- [Work to do]: Rewrite all of the data below as a numbered list of lines, skipping any blank lines. Leave the pictures out.

- [Data to use]:
----
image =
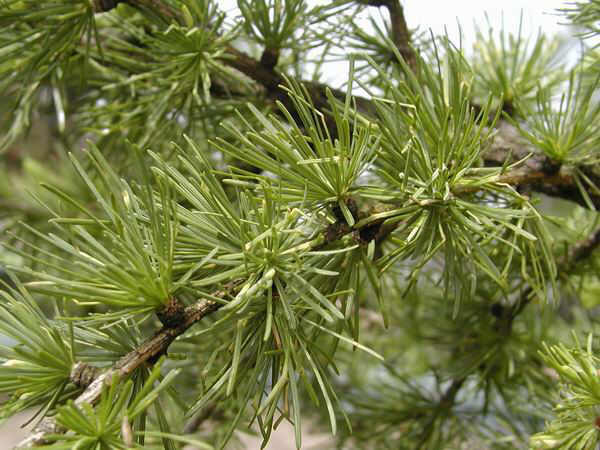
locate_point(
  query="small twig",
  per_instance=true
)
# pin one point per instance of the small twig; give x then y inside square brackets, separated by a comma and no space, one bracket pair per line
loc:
[147,352]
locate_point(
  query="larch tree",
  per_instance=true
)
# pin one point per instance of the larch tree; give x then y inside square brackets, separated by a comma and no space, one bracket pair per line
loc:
[201,236]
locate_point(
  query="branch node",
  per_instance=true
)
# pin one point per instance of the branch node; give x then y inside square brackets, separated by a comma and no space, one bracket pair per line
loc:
[82,374]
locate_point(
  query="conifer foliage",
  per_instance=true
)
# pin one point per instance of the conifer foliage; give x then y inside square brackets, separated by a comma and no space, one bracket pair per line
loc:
[210,239]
----
- [Response to the task]:
1. image =
2. locate_point(
3.   query="small twig",
4.   per_instance=true
5. )
6. # pin one point per instance of the small twig; give x then y inside square brackets, separated by a comma and no space, one bracket pair per line
7. loc:
8. [147,352]
9. locate_point(
10.   query="larch tree",
11.   per_instance=true
12. )
13. # pin one point per instance of the larch tree; give x then y inside square brackets, separated by a comma and no space, one bracket pair per line
14. loc:
15. [201,236]
16. locate_point(
17.   query="branch node",
18.   per_instance=true
19. )
20. # pin one point per instance of the branch node; give x then y inside square brackets, separated by a comma and no space, one bracket pair per line
21. loc:
22. [82,374]
23. locate_point(
24.   query="conifer foliage",
25.   per_instance=true
26. )
27. # pin one point per instance of the conifer foliage; give x then y inside square brackets, separated by a comma and no space, one bracket pair per line
28. loc:
29. [210,239]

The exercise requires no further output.